◆ TASK BRIEF ◆
With no omissions, write out every record given below.

** Opening THE INPUT block **

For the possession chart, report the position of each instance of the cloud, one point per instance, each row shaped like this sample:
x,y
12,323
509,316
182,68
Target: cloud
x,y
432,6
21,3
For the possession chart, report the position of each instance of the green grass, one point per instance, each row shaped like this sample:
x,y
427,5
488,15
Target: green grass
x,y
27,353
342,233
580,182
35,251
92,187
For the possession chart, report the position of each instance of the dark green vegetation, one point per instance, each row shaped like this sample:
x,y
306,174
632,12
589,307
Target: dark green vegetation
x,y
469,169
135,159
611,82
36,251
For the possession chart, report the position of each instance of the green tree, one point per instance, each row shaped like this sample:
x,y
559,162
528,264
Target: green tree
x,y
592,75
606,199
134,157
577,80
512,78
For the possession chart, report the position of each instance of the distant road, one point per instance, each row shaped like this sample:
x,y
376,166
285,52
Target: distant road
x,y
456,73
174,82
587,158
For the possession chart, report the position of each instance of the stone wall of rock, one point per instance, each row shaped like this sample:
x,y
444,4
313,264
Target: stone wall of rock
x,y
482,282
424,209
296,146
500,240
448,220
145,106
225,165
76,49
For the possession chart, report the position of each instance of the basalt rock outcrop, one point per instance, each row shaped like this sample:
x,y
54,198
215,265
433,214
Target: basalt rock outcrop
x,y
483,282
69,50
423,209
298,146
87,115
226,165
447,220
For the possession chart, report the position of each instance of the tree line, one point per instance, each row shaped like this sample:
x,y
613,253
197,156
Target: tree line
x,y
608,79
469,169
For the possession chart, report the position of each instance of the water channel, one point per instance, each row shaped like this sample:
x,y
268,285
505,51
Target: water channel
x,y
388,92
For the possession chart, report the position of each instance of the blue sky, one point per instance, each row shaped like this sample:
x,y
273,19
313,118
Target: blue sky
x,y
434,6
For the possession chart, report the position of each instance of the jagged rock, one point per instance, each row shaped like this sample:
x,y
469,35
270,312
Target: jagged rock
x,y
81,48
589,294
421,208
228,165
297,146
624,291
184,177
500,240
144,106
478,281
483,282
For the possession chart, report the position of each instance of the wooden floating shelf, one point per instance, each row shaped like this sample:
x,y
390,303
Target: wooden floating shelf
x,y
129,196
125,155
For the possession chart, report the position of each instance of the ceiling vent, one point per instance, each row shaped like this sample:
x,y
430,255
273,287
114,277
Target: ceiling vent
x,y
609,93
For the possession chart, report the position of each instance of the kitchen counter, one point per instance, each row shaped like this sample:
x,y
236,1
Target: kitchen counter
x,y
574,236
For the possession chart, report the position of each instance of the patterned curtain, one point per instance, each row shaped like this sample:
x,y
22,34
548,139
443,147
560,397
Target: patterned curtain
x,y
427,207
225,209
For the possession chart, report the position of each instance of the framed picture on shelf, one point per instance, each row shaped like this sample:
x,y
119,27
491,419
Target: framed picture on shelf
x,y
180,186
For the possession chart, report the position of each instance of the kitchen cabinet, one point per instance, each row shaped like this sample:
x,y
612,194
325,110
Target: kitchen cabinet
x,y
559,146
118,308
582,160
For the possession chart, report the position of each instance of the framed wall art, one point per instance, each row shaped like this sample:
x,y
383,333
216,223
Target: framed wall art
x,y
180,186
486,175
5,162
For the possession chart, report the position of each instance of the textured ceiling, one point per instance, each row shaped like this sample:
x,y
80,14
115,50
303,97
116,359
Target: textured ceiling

** Closing THE INPUT block **

◆ OUTPUT FOR THIS EXERCISE ◆
For the possession chart, report the position of each instance of the cloud, one point per instance, each row shaped like this sample:
x,y
12,323
509,316
182,68
Target: cloud
x,y
432,6
21,3
For the possession chart, report the position of each instance of the green grass, one point per instance, each row shaped like this sample:
x,y
427,5
488,15
Target: green grass
x,y
27,353
342,233
580,182
35,251
92,187
For the possession chart, report the position of each instance of the dark green vegetation, one point per instance, each row shaped like this sample:
x,y
306,174
632,12
589,307
Target: dark green vegetation
x,y
469,169
135,159
611,82
36,251
For the possession chart, report the position of each instance of the green tree, one point per instance, each row shaped like this sample:
x,y
559,162
528,264
Target: green tree
x,y
592,75
606,199
134,157
577,80
512,78
For the possession chart, report the position of each instance of the distant road, one point per instance, each row shaped like this sample:
x,y
376,166
285,52
Target: distant road
x,y
456,73
174,82
587,158
For the possession chart, report the position of each instance of the stone wall of rock, one point per instance, each row shaped like this sample:
x,y
444,4
313,264
Target: stone wall of rock
x,y
482,282
424,209
296,146
500,240
448,220
145,106
225,165
76,49
For the possession chart, report the position of each instance of the basalt rock outcrop, one point per instance, each row shaped like this sample:
x,y
54,198
215,265
433,214
Target: basalt rock outcrop
x,y
483,282
69,50
423,209
298,146
87,115
226,165
447,220
For the possession chart, report the position of each instance of the tree line, one point per instance, each row shaped like this sample:
x,y
613,253
197,156
Target: tree line
x,y
608,79
469,169
For the possession chart, report the position of each instance of the water channel, one point per instance, each row shaped like this sample:
x,y
268,285
505,51
Target: water channel
x,y
388,92
For the possession chart, report the position of each instance of the blue sky, one point per instance, each row shaped like this sample:
x,y
273,19
313,118
Target: blue sky
x,y
434,6
For the possession chart, report the position of each instance of the jagged rock, one point per instance, each row shaped like this sample:
x,y
469,35
270,312
Target: jagged rock
x,y
81,48
589,294
421,208
228,165
297,146
624,291
184,177
500,240
144,106
478,281
483,282
For the possession chart, report the position of each instance of the wooden floating shelf, one point per instance, each row shaped like this sample:
x,y
390,303
Target: wooden floating shelf
x,y
129,196
125,155
For the possession chart, report the position of each instance of the ceiling vent, one point per instance, each row shaped like this sample:
x,y
430,255
273,287
114,277
Target: ceiling vent
x,y
609,93
For the possession chart, report the position of each instance of the kitchen counter, one point per instance, each row shaped like this sample:
x,y
236,1
Target: kitchen counter
x,y
574,236
For the possession chart, report the position of each instance of the patterned curtain, one point per instance, each row shaped like this sample:
x,y
22,34
548,139
443,147
560,397
Target: patterned curtain
x,y
427,207
225,209
For the possession chart, report the position of each instance of the framed picture on shelf, one point per instance, each row shaped like this sample:
x,y
119,27
491,419
Target: framed picture on shelf
x,y
180,186
For the possession chart, report the position of each instance of the kitchen cabinet, one point per instance, each row shaped like this sample:
x,y
612,194
325,110
Target: kitchen cabinet
x,y
559,146
118,308
582,160
For the possession chart, report the position of each instance of the framed wall art, one point per instance, each row shaped like this sample:
x,y
383,333
216,223
Target: framed wall art
x,y
180,186
486,175
5,162
For the possession chart, report the position of each instance of the textured ceiling, one point per instance, each row shaped like this sample:
x,y
80,14
115,50
303,97
116,359
Target: textured ceiling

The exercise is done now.